Point localization data:
=-=-=-=-=

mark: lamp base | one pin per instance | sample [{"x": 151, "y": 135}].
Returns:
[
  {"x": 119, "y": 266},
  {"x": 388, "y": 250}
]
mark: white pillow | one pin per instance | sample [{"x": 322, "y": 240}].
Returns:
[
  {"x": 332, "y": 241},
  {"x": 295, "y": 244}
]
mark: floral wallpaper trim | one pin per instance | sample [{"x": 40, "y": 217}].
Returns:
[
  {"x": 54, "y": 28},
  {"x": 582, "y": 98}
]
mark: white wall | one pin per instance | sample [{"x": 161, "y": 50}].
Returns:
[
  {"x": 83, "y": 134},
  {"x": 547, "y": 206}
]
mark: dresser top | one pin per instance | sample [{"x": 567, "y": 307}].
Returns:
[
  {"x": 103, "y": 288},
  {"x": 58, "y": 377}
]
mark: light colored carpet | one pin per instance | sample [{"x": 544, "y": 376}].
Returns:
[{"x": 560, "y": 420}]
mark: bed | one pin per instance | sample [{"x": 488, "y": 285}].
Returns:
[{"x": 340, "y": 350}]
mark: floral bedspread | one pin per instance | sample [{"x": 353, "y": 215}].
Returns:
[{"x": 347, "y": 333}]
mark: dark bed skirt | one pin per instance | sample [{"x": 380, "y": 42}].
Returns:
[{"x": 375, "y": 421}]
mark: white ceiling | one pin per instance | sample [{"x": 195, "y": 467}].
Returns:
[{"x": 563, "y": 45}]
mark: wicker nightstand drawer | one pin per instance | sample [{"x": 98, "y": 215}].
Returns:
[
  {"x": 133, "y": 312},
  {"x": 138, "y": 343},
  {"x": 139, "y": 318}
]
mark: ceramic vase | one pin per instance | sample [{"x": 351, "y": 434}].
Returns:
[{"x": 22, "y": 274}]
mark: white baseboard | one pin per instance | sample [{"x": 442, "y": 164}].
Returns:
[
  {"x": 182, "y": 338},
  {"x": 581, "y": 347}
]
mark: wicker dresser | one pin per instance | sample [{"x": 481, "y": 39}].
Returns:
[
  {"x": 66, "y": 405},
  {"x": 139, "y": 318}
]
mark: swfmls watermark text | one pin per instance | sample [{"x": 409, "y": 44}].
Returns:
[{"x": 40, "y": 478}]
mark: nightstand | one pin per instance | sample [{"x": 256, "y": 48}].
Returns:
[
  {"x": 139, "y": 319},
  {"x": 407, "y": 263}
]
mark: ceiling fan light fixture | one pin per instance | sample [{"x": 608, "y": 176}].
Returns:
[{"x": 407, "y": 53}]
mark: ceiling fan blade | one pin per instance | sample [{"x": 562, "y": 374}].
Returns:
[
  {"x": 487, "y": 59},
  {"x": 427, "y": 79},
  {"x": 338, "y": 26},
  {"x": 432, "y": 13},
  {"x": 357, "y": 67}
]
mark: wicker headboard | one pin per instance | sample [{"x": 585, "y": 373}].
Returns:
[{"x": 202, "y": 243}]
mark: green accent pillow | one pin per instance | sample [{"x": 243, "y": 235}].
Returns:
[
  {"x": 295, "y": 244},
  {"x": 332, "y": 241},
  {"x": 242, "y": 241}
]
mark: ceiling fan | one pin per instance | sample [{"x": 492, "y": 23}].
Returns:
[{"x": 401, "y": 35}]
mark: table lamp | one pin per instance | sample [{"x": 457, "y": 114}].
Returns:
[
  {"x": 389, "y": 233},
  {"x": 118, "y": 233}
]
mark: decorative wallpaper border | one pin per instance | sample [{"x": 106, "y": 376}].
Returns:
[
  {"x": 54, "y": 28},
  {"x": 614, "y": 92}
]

=-=-=-=-=

• [WHAT TO WORK ON]
Repeat each entry word for word.

• [ANSWER FOR THE TASK]
mark: lamp base | one pin per instance | sample [{"x": 151, "y": 135}].
Returns:
[
  {"x": 119, "y": 266},
  {"x": 388, "y": 250}
]
mark: white pillow | one pin per instance | sample [{"x": 322, "y": 240}].
Returns:
[
  {"x": 332, "y": 241},
  {"x": 295, "y": 244}
]
mark: floral wallpaper trim | one pin per instance | sample [{"x": 40, "y": 217}].
Returns:
[
  {"x": 54, "y": 28},
  {"x": 582, "y": 98}
]
mark: white wall | one pin per instance | sample [{"x": 161, "y": 50}].
Returns:
[
  {"x": 83, "y": 134},
  {"x": 547, "y": 206}
]
mark: dresser top | one pin per instance | sample [{"x": 567, "y": 307}].
Returns:
[
  {"x": 103, "y": 288},
  {"x": 58, "y": 377}
]
mark: light colored carpet | one pin per instance | sample [{"x": 544, "y": 376}].
Returns:
[{"x": 560, "y": 420}]
mark: bed | one pin per instance | sample [{"x": 488, "y": 285}].
Returns:
[{"x": 340, "y": 350}]
mark: floral bedspread | one pin per instance | sample [{"x": 353, "y": 215}].
Returns:
[{"x": 347, "y": 333}]
mark: dark bed skirt | one pin per instance | sample [{"x": 380, "y": 42}].
Returns:
[{"x": 375, "y": 421}]
mark: white ceiling | one pin per instance | sample [{"x": 195, "y": 467}].
Returns:
[{"x": 563, "y": 45}]
mark: wicker nightstand drawer | one pin per instance | sample [{"x": 98, "y": 215}].
Returns:
[
  {"x": 133, "y": 312},
  {"x": 138, "y": 343},
  {"x": 139, "y": 318}
]
mark: ceramic vase | one pin per instance | sample [{"x": 351, "y": 434}].
Returns:
[{"x": 22, "y": 274}]
mark: white baseboard | one pin per instance | sample [{"x": 442, "y": 164}].
Returns:
[
  {"x": 182, "y": 338},
  {"x": 581, "y": 347}
]
mark: wicker dresser | one pin per instance | sample [{"x": 481, "y": 39}].
Returns:
[
  {"x": 66, "y": 405},
  {"x": 139, "y": 318}
]
mark: swfmls watermark text | one pin per instance | sample [{"x": 409, "y": 44}].
Returns:
[{"x": 40, "y": 478}]
mark: nightstand | one pin per instance | sample [{"x": 256, "y": 48}].
Returns:
[
  {"x": 139, "y": 319},
  {"x": 407, "y": 263}
]
mark: ceiling fan light fixture | one pin per instance | sample [{"x": 608, "y": 176}].
Returns:
[{"x": 407, "y": 53}]
mark: ceiling fan blade | one pin per instance | sample [{"x": 562, "y": 374}].
Returns:
[
  {"x": 487, "y": 59},
  {"x": 427, "y": 79},
  {"x": 338, "y": 26},
  {"x": 432, "y": 13},
  {"x": 357, "y": 67}
]
mark: wicker headboard | one pin per instance | sample [{"x": 585, "y": 373}].
Returns:
[{"x": 202, "y": 243}]
mark: green accent pillow | one pin per instance | sample [{"x": 243, "y": 235}].
Returns:
[
  {"x": 295, "y": 244},
  {"x": 332, "y": 241},
  {"x": 242, "y": 241}
]
mark: ceiling fan | one pin per instance | sample [{"x": 492, "y": 23}].
Returns:
[{"x": 401, "y": 35}]
mark: table lamp | one pin per instance | sample [{"x": 457, "y": 114}].
Returns:
[
  {"x": 389, "y": 233},
  {"x": 118, "y": 233}
]
mark: decorative wallpaper border | one pin per instance | sample [{"x": 106, "y": 376}].
Returns:
[
  {"x": 54, "y": 28},
  {"x": 614, "y": 92}
]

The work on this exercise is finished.